DATA:
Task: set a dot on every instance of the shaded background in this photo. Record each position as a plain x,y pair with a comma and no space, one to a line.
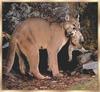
14,13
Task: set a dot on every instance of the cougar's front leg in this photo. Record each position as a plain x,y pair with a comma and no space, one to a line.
53,63
33,57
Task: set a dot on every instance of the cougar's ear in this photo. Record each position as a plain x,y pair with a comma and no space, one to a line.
67,17
68,34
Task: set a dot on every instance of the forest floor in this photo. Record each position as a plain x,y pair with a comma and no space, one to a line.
79,82
15,81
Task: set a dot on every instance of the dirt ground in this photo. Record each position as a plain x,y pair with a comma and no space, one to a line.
76,82
16,81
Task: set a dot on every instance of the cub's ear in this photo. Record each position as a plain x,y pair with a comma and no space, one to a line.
67,17
68,34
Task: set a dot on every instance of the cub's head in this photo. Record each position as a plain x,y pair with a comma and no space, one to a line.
72,30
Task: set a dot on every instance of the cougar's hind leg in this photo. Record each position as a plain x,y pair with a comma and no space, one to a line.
11,55
34,64
21,61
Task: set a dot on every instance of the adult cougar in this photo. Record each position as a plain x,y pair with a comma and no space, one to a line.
35,33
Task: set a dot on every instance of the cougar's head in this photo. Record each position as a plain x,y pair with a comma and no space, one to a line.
72,30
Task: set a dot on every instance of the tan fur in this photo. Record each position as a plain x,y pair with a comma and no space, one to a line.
33,34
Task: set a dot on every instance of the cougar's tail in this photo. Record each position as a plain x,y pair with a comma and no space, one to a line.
11,54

WORK ORDER:
Your copy of the data should match it exactly, apart from the images, which are omitted.

RESPONSE TO THIS EXERCISE:
Task: set a dot on every instance of the shaded background in this photo. Record each position as a plain x,y pair with a comma and no space, one to a line.
14,13
Task: set a dot on every instance of the cougar's front leg in this photo. Record each position as a plain x,y pair with a comma and no space, one to a line.
53,63
33,57
Task: set a dot on every instance of the cougar's ear in this photo. Record each position as a plain x,y pair with a comma and no space, one to a line.
67,17
68,34
Task: set a dot on every instance of the forest floor in this photo. Record each position as a plain x,y pair with a comma and no space, one to a line.
79,82
15,81
Task: set a dot on every instance of the dirt ground in this photo. Record each position as a plain x,y pair with a comma and no space, one to a line.
76,82
16,81
Task: set a dot on every instance of the cub's ear in this photo. Record each position as a plain x,y pair with a comma and no space, one to a line.
67,17
68,34
Task: set a dot on every instance of the cub's head in this photo. Record each position as a plain x,y pair with a comma and no space, one to a line.
72,30
Task: set a dot on every instance of the cougar's hind leg in this photo. Record each position as a plain x,y pair with a comma and no space, one to a line.
11,55
34,64
21,61
Task: set a dot on every instance of the adult cougar in this photo. Record each position as a plain x,y pair with a comma and no space, one to a line.
35,33
Task: set a dot on every instance of the cougar's head in this photo. Record each position as a plain x,y pair with a comma and no space, one to a line.
72,30
Task: set a dot on every instance of the tan fur in this photo. Record each position as a plain x,y pair with a comma and no space, one to a line.
33,34
Task: set a dot on every instance of the cougar's tail in this photo. Record each position as a plain x,y pair with a comma and no space, one to a line.
11,54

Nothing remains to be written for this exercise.